### GETOONDE GEGEVENS
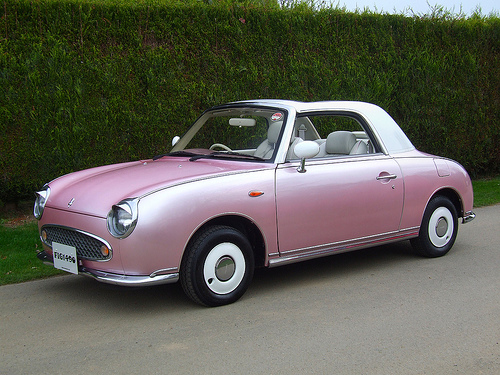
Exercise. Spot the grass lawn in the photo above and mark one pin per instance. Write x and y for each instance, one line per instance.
(486, 191)
(18, 249)
(19, 241)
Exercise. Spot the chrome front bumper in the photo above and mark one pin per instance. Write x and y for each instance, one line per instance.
(468, 217)
(117, 279)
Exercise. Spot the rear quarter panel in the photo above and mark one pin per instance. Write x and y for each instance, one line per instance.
(422, 181)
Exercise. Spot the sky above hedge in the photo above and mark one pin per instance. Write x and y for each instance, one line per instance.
(466, 7)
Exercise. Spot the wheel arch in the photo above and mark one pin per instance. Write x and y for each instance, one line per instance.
(247, 227)
(453, 196)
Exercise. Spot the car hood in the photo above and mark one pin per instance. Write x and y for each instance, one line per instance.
(94, 191)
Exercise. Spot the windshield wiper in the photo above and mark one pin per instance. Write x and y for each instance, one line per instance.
(223, 154)
(176, 153)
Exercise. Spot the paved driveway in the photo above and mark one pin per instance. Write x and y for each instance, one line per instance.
(376, 311)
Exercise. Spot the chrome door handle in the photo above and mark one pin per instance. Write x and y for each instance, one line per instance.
(387, 177)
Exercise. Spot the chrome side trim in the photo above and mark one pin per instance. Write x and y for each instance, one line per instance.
(468, 217)
(126, 280)
(342, 247)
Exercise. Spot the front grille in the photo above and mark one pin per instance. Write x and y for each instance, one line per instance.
(87, 246)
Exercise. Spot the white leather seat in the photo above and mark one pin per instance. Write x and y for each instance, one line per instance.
(266, 148)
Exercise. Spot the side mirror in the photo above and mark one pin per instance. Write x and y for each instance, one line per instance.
(175, 140)
(305, 150)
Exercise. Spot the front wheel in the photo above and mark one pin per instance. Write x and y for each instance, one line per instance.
(218, 266)
(438, 230)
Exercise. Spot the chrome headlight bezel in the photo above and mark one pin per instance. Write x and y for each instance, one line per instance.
(41, 200)
(122, 218)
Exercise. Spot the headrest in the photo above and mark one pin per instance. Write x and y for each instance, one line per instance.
(340, 142)
(273, 132)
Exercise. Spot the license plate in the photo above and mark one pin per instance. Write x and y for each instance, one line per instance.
(65, 257)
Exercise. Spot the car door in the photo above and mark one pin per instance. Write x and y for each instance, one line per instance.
(339, 202)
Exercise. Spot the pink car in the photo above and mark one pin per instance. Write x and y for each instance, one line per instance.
(257, 183)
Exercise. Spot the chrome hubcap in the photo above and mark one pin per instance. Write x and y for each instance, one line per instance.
(441, 227)
(224, 269)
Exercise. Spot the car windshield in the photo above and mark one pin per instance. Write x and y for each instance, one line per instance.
(243, 133)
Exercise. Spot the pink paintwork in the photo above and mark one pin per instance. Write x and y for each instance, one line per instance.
(340, 202)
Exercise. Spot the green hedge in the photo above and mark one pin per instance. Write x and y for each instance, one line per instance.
(87, 83)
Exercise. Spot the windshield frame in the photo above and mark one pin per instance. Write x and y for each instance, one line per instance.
(235, 109)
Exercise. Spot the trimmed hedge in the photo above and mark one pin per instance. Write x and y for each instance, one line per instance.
(87, 83)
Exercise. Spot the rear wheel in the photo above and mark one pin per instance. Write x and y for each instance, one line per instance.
(438, 230)
(218, 266)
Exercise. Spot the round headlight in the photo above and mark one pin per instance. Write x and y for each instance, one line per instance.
(41, 199)
(122, 218)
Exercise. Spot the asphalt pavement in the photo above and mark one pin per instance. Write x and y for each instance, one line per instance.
(375, 311)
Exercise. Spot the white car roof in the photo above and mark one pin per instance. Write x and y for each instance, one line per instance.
(388, 132)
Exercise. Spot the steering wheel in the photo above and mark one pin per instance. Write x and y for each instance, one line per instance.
(224, 147)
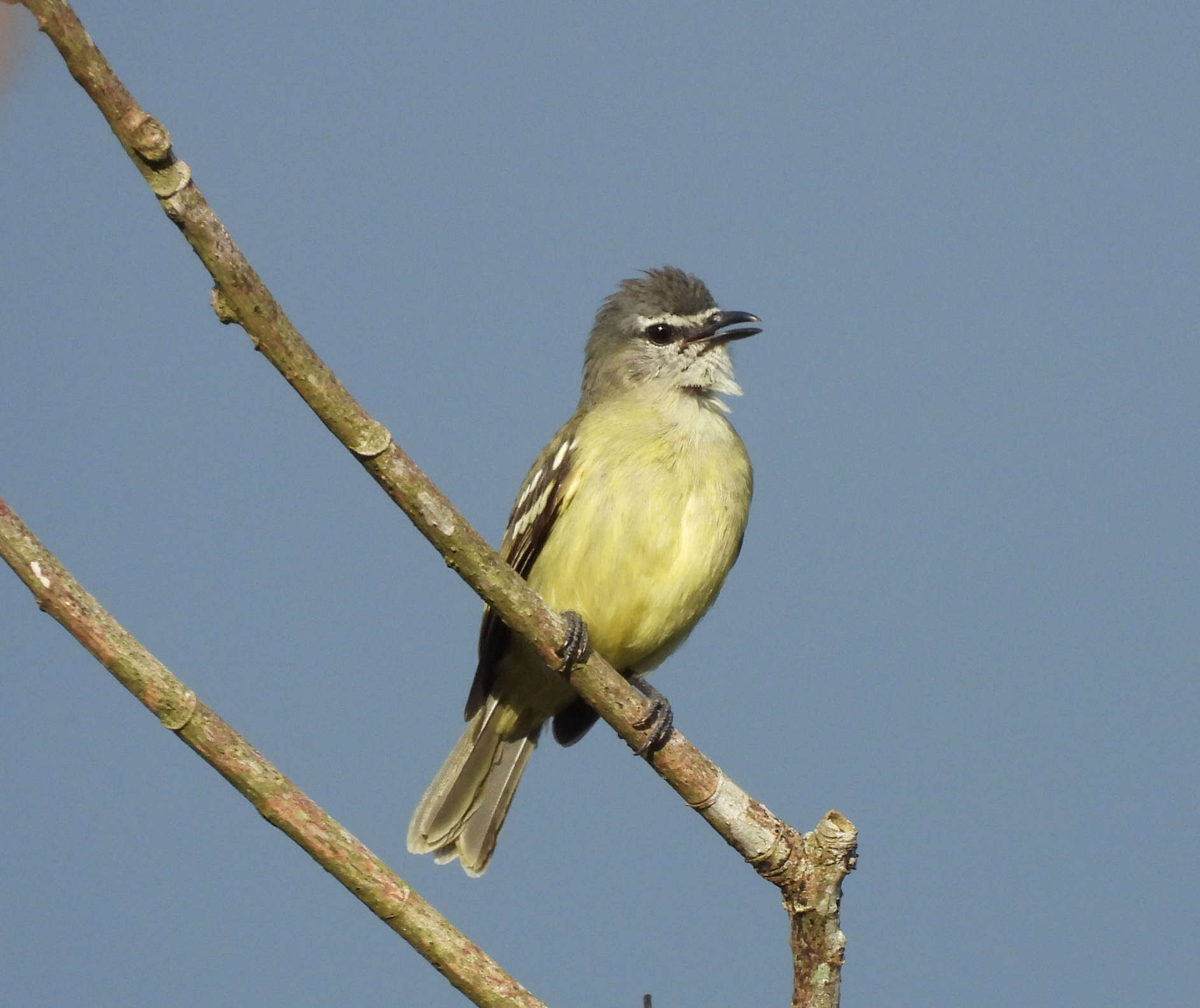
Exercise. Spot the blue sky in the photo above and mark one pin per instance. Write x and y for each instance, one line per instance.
(965, 614)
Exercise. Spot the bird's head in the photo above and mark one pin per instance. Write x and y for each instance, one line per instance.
(663, 331)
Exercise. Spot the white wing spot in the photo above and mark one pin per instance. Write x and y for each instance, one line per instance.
(528, 488)
(529, 516)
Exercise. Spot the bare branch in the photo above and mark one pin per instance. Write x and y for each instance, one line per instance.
(807, 868)
(280, 802)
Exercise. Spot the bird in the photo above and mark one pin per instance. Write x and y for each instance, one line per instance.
(628, 522)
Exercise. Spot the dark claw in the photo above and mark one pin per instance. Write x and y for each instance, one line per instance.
(659, 721)
(575, 645)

### UIT TE VOEREN TAAK
Zet de items hierboven, vanaf de regel met "Exercise. Spot the blue" tot en met het einde, om in een CSV met twee kolommen, tekst en resultaat, met één rij per item. Plaats elke waarde in één veld tussen aanhalingstekens en vervang regeleinden daarin door spaties.

### UITGEWERKTE OPDRACHT
tekst,resultaat
"Exercise. Spot the blue sky in the photo above and mark one pin per instance. Write x and y for each instance, one line per instance.","(965, 614)"
"Exercise. Spot the bird's head in the photo above and mark one pin per instance. Write x and y for each instance, one line per instance.","(663, 331)"
"Exercise. Spot the white wing spot in the photo above and mark one pin per instance. Write x and y for each instance, one line per instance.","(528, 488) (529, 516)"
"Exercise. Spot the bare branch in the photo above and mark one pin per instance. Write x and y for each instance, one line per instance.","(807, 868) (280, 802)"
"Exercise. Spot the bird in the photo above and mark one pin per instance. Write x and y for each instance, one line per instance.","(628, 522)"
"Exercise. Spot the dark claw in the photo above and mark one pin per instance. Write x and y for each instance, one line per instance.","(659, 721) (575, 645)"